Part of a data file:
-- Start --

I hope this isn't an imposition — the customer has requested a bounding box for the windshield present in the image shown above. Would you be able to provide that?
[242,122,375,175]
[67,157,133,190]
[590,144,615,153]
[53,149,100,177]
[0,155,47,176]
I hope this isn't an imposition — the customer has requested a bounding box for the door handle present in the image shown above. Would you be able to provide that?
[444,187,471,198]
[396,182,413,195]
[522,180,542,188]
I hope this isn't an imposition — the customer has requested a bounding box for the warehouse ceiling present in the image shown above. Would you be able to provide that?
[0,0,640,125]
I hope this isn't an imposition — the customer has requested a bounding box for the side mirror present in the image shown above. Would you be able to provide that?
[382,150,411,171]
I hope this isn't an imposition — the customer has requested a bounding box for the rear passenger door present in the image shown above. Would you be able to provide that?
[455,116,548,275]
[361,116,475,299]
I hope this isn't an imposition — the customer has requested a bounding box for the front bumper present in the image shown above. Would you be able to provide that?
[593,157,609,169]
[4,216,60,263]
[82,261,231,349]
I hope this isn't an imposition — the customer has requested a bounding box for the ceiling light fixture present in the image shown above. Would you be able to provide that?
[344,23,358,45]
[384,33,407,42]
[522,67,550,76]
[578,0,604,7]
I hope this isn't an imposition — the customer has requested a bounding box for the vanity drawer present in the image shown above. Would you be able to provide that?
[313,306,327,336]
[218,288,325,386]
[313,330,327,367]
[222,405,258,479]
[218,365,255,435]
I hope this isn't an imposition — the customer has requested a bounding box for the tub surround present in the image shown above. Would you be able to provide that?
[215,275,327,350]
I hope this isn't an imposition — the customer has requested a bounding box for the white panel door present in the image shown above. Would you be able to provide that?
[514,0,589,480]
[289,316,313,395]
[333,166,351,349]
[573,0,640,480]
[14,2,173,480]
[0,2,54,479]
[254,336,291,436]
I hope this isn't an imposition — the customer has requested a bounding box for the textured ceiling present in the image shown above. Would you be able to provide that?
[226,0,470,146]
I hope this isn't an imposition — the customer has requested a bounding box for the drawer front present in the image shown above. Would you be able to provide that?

-- End --

Directions: Rewrite all of the records above, substituting "the client" for every occurrence of "the customer" and leaving everything else unchanged.

The answer:
I hope this isn't an imposition — the client has requested a bounding box for the windshield present in the image shown above. Would you be able to provide that?
[242,122,375,175]
[67,157,133,190]
[590,144,615,153]
[53,149,100,177]
[0,155,47,176]
I hope this isn't an imposition — the client has requested a bounding box for the door handle present in the image shown above. Would you be able to provide that?
[444,187,471,198]
[396,182,413,195]
[522,180,542,188]
I hope this isn't an imposition — the client has requested a bounding box for the warehouse ceiling present in the image shown above. Would you be able to provide that?
[0,0,640,125]
I hope this isn't an imposition — the client has requested a bounding box for the side mirror present in the image shown above. Would you be able to provide that?
[382,150,411,171]
I hope this isn't an imposition — the client has requested a bounding box for the rear passenger door present in the image shown above. Would you be able to provide that?
[455,116,548,275]
[361,116,475,299]
I hope this isn't an imposition — the client has requested a bounding box for the front bumper present in the image shown above. Would you be able to provide that?
[593,157,609,169]
[4,216,60,263]
[82,261,231,349]
I hope this isn't an imposition — the client has requested a bounding box for the ceiling light fixture present in the image shown above. Would you be able to provide that?
[344,23,358,45]
[384,33,407,42]
[522,67,550,76]
[578,0,604,7]
I hope this isn't an imposition — the client has requested a bounding box for the vanity drawer present in the image shown above. Would you be able to provide that?
[313,306,327,336]
[218,288,325,386]
[313,330,327,367]
[222,405,258,479]
[218,365,255,435]
I hope this isn't an imposition — the client has requested a bounding box for the tub surround present in the image shown above. Would you be able to provide that?
[215,275,327,350]
I hope this isn't an imposition — the client has requested a bounding box for the white panel door present in the image shown above. Would you be able to provide that?
[514,0,589,480]
[289,316,313,395]
[333,166,351,349]
[573,0,640,480]
[14,2,173,480]
[0,2,54,479]
[254,336,291,436]
I hope this isn't an imposition — the client has requested a bounding box for the textured ceiling present in the image shown above. Would you be able to provide that?
[226,0,470,146]
I hope this isn't an imposition — the client has requested a bounding box for the drawer front present in the image shown above. Would you be able to provide that?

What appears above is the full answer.